Assignment: Reproduce all entries precisely as they are written.
#####
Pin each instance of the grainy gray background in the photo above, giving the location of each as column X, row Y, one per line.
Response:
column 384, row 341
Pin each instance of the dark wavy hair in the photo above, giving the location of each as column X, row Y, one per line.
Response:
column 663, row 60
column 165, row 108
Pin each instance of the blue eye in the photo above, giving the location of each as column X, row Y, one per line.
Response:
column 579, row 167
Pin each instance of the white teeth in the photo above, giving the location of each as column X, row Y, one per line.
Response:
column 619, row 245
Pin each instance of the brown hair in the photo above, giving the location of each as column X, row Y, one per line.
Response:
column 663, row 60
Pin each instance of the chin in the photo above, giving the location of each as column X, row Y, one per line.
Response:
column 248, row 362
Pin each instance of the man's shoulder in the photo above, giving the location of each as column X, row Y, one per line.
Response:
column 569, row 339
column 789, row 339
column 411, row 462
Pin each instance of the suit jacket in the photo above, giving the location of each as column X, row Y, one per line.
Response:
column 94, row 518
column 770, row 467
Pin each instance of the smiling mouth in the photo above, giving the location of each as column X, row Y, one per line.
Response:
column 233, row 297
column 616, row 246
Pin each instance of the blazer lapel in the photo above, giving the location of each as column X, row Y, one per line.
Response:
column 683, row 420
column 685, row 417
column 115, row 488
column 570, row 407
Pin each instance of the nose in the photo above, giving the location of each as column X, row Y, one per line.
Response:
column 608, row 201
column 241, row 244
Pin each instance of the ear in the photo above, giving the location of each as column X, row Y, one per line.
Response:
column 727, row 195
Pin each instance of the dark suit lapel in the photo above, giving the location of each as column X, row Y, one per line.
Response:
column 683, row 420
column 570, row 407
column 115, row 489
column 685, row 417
#####
Answer to this problem:
Pin each instance of the grainy gray background in the photo above, giving the location of each as column X, row Y, one per line.
Response:
column 384, row 341
Pin each instance of the dark wavy hair in the photo above, giving the location of each as column X, row Y, one per line.
Response:
column 663, row 60
column 165, row 108
Pin each instance of the blue eye in the photo above, giving the location of each as column X, row Y, one per line.
Response:
column 579, row 167
Pin each instance of the white teeth in the photo above, giving the location of each as column X, row Y, one per line.
Response:
column 619, row 245
Pin each instance of the brown hair in the photo above, giving the location of each as column X, row Y, one per line.
Response:
column 663, row 60
Pin each instance of the chin in the photo above, giving the location of each as column X, row Y, one per line.
Response:
column 248, row 362
Pin each instance of the man's shoulder in the photo above, giving the location of each as column X, row Y, one per line.
Response:
column 569, row 339
column 789, row 339
column 411, row 462
Pin each instance of the suit jacket in the photo above, giving the location of each as column X, row Y, one per line.
Response:
column 94, row 518
column 770, row 467
Pin each instance of the smiling mouth in the photo above, giving the location of each as column X, row Y, one per line.
Response:
column 233, row 297
column 616, row 246
Pin each instance of the blazer lapel in the photo above, giving the location of each as column X, row Y, one per line.
Response:
column 683, row 420
column 685, row 417
column 115, row 488
column 570, row 407
Pin each instance of the nose in the photo above, giving the location of each as column X, row Y, one per line.
Response:
column 608, row 201
column 241, row 244
Pin each instance of the ear in the photo above, giving the location of each as column X, row Y, one per line.
Response:
column 727, row 195
Pin each instance of the dark suit lapel in the photo above, giving the location of each as column X, row Y, one per line.
Response:
column 683, row 420
column 570, row 407
column 115, row 489
column 685, row 417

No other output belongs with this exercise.